[start of Given entries]
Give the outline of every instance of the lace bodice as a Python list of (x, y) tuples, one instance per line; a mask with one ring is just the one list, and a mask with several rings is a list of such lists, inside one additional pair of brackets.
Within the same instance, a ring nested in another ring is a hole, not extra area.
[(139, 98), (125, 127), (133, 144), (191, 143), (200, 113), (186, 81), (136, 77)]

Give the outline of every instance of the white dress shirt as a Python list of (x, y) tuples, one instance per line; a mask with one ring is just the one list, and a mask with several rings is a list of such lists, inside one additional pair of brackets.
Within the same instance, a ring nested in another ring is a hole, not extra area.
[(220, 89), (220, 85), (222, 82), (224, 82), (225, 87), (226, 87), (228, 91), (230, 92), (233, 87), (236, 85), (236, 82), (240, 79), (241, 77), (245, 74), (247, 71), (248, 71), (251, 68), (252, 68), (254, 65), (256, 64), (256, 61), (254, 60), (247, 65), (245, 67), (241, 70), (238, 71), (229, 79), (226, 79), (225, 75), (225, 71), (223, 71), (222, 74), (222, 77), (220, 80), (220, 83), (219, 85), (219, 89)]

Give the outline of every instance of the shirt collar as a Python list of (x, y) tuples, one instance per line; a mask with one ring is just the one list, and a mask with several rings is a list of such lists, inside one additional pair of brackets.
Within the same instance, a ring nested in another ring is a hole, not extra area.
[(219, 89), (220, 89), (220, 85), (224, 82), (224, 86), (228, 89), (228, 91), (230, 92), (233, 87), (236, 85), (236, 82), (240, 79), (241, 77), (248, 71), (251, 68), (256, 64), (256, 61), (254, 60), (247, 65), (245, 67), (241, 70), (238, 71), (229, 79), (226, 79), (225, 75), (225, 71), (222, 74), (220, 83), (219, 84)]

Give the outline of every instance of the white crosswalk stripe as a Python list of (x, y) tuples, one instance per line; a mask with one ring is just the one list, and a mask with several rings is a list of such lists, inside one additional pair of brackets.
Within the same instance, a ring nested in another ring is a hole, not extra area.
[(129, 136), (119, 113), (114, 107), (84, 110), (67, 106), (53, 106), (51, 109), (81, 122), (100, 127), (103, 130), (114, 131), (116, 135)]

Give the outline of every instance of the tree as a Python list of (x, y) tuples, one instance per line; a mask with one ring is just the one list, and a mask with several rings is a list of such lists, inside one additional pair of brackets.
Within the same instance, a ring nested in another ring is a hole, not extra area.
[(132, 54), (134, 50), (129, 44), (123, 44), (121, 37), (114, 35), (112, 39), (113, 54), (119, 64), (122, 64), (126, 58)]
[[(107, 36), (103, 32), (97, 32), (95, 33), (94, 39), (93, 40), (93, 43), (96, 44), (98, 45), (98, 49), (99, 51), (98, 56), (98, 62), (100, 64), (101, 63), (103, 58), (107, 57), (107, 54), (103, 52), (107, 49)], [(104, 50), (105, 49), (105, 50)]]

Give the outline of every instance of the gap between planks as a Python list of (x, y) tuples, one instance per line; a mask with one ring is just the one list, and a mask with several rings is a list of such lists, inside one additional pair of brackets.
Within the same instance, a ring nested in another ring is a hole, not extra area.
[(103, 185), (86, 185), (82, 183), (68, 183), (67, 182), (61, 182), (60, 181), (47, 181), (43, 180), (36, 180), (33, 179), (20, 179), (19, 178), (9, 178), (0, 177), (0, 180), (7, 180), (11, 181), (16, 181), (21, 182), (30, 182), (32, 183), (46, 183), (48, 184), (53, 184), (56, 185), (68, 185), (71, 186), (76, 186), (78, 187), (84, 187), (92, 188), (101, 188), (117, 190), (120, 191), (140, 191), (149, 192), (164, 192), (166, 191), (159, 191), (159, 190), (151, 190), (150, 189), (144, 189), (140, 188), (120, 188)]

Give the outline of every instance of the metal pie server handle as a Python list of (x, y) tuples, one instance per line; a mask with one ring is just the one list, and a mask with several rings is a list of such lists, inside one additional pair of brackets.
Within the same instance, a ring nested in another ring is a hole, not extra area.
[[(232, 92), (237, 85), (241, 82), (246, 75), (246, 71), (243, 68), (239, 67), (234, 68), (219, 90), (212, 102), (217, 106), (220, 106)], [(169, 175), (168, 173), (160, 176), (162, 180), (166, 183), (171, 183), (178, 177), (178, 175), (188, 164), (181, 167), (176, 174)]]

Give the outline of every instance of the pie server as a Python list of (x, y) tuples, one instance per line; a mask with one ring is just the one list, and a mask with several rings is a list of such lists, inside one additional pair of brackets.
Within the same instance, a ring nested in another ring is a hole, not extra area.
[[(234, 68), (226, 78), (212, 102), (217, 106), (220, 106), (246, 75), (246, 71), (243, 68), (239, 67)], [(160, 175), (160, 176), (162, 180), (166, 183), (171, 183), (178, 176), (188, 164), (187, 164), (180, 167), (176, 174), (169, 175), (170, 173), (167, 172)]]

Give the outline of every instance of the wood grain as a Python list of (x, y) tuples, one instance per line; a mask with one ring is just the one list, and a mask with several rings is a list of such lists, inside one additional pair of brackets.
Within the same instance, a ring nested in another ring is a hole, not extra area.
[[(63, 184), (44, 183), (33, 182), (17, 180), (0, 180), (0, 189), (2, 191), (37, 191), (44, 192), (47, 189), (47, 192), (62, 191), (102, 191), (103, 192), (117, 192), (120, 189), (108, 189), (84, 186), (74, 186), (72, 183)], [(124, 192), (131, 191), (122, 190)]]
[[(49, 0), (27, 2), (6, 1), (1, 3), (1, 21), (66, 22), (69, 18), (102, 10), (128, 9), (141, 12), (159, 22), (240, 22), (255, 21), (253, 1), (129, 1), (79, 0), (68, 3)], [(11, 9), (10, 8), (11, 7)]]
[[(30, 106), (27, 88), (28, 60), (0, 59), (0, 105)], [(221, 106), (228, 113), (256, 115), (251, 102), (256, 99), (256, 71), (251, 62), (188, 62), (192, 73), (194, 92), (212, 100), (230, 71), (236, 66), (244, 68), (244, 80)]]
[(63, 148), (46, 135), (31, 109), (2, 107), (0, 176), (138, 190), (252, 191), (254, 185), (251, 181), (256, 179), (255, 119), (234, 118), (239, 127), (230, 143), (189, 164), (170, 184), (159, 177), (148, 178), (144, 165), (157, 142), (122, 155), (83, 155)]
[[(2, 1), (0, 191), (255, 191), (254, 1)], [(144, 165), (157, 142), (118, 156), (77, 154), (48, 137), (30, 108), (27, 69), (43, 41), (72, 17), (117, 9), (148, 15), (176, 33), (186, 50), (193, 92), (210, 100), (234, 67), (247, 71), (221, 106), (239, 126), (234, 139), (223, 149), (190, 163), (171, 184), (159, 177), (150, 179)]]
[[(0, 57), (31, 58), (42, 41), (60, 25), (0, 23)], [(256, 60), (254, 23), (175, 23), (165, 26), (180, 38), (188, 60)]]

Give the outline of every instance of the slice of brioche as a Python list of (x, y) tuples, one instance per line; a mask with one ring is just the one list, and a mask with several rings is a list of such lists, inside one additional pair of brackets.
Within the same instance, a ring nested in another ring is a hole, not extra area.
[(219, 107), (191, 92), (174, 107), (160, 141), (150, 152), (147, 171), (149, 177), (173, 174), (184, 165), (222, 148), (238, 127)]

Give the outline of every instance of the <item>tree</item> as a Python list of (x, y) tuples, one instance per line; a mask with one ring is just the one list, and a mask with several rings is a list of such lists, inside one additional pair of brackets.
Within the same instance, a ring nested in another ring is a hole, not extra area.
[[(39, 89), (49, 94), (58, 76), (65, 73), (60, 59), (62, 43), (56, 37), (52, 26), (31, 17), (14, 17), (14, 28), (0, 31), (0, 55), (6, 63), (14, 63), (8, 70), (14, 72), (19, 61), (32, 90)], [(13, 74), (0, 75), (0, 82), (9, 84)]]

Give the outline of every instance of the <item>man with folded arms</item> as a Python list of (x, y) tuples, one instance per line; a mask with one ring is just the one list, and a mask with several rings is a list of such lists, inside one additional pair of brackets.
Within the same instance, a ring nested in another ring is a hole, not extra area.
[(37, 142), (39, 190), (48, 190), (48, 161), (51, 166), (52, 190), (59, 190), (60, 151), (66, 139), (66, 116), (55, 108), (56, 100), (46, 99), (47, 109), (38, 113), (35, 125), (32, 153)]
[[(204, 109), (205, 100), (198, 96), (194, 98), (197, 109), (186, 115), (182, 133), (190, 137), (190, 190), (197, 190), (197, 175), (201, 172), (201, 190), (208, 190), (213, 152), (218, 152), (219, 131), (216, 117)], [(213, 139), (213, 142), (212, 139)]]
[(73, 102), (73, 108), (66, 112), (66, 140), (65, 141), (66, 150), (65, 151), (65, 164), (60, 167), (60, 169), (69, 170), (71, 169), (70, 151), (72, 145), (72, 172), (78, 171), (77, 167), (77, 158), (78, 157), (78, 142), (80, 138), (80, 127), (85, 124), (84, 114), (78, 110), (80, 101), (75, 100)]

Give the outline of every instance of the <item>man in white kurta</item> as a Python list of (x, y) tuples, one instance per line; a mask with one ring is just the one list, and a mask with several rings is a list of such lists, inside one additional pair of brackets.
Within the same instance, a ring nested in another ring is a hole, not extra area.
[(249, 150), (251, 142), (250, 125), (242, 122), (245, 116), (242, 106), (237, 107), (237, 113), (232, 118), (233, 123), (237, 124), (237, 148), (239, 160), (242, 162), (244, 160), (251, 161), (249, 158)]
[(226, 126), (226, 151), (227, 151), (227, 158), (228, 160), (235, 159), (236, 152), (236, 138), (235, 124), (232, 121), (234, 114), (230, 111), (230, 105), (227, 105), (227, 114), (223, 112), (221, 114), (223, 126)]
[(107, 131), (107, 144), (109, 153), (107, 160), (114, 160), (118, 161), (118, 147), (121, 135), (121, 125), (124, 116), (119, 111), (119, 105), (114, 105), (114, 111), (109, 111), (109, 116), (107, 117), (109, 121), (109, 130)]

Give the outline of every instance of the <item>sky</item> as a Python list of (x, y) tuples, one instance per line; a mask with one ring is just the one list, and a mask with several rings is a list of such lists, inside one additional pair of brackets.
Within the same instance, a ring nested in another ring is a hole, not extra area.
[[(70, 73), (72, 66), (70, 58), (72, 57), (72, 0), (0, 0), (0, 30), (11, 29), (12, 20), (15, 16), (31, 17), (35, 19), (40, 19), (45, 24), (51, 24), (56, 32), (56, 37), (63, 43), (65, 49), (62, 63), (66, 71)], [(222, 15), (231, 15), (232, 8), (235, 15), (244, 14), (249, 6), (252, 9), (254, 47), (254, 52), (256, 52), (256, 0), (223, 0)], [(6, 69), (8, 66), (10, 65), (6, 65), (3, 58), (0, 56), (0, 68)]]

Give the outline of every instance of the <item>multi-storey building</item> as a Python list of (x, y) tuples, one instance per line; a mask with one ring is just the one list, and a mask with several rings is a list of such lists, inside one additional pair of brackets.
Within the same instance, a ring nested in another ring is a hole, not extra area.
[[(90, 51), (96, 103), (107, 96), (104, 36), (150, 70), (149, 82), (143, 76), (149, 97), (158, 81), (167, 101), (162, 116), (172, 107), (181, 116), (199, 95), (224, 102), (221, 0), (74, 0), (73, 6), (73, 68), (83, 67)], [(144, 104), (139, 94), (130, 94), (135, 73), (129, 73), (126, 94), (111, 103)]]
[end of Given entries]
- Problem requirements
Pull out every line of the rows above that contains the string "dress". Case counts.

- The result
Give the outline of every instance of the white dress shirt as a Python list of (x, y) tuples, one instance per line; a mask with one ring is just the one list, and a mask with several rings is a list of such lists, inside one additional pair of brackets.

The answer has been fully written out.